> OBJECTIVE: List, in full, every line of the records below that contains the word "flower".

> DATA SUPPLIED:
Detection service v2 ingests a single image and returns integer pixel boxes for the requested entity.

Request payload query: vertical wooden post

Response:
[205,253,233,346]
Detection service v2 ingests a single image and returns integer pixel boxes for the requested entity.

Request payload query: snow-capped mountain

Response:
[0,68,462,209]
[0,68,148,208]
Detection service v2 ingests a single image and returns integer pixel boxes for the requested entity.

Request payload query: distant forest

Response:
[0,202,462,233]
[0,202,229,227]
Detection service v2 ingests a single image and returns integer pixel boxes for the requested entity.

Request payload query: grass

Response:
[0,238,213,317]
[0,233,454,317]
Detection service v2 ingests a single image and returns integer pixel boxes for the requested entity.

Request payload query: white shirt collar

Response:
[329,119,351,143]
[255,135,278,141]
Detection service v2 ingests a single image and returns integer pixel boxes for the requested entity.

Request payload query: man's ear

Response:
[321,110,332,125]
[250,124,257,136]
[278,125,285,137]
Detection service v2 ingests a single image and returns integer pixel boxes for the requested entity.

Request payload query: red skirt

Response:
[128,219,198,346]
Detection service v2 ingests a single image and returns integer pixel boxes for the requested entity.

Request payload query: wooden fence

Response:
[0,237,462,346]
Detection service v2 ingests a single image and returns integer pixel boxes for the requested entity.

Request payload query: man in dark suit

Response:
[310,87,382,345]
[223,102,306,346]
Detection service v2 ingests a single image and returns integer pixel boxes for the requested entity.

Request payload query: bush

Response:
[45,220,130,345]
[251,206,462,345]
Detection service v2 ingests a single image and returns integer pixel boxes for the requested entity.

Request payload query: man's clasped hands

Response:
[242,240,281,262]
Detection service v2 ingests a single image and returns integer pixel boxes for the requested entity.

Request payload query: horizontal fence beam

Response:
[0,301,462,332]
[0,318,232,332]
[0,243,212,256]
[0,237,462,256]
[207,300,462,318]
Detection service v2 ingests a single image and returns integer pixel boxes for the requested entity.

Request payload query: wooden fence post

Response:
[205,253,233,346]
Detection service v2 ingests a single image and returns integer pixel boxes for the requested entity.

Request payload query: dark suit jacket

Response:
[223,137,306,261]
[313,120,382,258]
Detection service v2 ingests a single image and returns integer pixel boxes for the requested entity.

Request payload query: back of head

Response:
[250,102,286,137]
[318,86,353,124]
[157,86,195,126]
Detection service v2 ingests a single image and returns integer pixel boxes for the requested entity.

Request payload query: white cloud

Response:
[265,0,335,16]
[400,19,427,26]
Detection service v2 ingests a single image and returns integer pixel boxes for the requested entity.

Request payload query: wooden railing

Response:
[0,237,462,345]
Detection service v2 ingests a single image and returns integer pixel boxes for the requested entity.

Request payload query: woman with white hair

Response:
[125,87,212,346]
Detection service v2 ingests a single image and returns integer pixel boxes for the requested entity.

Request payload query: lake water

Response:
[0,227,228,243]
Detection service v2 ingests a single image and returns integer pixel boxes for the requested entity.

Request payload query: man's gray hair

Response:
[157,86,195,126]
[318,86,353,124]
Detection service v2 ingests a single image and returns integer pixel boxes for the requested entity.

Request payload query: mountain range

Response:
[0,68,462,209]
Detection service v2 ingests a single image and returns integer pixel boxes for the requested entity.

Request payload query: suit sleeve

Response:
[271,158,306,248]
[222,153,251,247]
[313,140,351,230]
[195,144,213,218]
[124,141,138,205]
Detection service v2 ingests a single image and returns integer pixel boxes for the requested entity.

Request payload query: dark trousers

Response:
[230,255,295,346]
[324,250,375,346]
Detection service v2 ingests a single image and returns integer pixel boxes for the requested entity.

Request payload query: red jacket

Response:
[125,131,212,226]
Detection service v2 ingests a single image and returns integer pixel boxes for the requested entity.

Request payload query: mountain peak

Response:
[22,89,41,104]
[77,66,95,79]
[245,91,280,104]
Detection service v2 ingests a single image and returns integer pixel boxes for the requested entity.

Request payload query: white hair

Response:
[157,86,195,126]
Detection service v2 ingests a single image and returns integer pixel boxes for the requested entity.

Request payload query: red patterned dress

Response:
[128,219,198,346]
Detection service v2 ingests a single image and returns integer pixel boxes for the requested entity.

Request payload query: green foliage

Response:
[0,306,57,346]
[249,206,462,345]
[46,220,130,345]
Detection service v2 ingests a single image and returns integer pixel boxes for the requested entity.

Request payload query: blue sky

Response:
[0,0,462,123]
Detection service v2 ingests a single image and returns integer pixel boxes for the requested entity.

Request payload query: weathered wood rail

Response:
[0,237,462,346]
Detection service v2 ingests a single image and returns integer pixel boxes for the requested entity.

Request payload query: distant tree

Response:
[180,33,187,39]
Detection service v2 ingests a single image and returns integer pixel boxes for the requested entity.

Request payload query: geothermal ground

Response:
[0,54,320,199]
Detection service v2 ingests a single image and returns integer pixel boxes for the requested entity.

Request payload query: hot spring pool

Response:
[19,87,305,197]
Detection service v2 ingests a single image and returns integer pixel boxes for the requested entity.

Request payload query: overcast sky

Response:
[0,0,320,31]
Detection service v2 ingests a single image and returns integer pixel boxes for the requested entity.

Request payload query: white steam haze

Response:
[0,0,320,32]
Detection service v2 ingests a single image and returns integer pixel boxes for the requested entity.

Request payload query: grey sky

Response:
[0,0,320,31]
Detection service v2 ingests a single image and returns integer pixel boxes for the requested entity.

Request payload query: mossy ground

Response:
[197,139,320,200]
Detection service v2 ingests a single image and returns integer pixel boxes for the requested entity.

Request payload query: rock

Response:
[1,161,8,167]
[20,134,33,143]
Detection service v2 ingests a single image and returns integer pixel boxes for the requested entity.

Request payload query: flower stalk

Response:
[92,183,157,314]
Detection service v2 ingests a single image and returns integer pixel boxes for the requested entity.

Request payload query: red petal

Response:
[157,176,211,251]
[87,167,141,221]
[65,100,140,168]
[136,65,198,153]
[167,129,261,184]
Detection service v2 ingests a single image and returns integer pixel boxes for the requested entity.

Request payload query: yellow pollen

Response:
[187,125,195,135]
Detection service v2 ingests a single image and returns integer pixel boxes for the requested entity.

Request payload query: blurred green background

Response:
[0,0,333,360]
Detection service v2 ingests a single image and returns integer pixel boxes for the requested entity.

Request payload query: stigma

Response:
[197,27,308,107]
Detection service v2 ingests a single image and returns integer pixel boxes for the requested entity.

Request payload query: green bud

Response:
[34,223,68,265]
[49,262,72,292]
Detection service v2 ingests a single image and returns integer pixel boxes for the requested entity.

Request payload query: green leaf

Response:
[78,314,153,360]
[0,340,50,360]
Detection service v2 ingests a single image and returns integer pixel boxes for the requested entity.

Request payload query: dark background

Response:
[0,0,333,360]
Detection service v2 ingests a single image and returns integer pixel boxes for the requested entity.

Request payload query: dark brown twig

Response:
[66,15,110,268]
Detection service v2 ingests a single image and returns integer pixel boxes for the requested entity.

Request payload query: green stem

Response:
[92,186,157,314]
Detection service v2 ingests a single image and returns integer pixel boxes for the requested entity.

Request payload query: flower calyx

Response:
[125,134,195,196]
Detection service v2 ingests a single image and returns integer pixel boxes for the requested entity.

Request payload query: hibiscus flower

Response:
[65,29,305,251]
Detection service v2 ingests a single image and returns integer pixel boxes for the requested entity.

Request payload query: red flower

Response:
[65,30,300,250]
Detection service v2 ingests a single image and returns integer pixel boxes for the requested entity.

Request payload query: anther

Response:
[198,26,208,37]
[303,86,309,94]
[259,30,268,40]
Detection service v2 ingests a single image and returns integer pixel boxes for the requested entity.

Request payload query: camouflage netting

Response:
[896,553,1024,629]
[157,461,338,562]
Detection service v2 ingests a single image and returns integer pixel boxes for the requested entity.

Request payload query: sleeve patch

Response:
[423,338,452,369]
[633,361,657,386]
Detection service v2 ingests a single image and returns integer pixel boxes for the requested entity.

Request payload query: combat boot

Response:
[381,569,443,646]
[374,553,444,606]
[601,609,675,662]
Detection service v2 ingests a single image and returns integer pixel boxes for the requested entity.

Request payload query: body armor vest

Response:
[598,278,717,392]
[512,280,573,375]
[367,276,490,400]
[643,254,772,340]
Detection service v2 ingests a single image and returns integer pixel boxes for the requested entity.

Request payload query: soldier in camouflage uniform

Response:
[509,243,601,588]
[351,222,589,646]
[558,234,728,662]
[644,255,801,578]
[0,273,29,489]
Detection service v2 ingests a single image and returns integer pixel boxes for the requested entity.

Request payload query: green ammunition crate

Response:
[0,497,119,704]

==

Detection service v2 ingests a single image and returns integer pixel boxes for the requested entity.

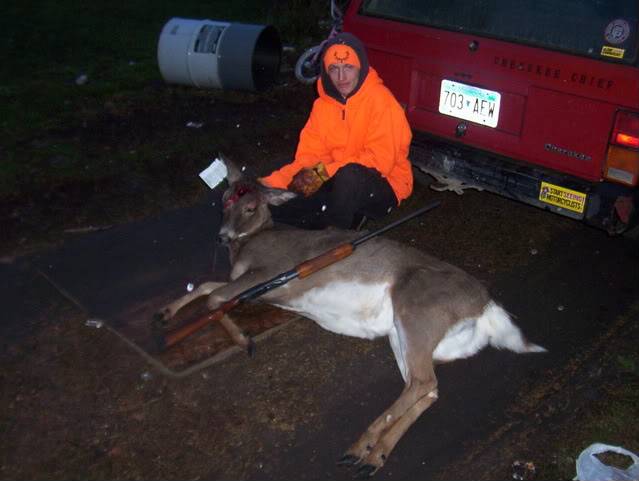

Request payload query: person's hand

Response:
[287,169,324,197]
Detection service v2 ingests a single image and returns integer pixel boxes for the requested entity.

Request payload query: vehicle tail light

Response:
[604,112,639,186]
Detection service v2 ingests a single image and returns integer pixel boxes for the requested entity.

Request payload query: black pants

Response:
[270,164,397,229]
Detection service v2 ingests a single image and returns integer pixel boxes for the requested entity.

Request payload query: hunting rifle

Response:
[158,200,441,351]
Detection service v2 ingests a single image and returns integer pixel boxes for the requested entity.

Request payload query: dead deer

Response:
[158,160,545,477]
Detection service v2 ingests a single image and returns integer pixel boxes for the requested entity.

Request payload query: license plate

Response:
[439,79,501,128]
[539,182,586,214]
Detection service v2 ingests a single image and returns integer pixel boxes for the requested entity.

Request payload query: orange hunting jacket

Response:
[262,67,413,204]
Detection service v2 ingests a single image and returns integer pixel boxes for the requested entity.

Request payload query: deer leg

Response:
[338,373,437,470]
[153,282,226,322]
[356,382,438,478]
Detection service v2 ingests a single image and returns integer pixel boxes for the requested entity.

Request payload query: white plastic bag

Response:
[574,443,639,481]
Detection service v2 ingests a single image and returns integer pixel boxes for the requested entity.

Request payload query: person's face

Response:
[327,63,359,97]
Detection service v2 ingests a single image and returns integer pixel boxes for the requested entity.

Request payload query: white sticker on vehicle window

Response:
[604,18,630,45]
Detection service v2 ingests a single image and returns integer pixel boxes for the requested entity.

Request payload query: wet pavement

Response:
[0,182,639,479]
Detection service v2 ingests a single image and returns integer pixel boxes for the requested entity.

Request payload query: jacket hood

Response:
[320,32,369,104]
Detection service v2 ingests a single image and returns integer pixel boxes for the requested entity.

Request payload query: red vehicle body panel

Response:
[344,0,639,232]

> CORRECT RESULT:
Request payload query: flower stalk
Request payload query: flower calyx
Request payload query: hibiscus flower
Request payload query: red flower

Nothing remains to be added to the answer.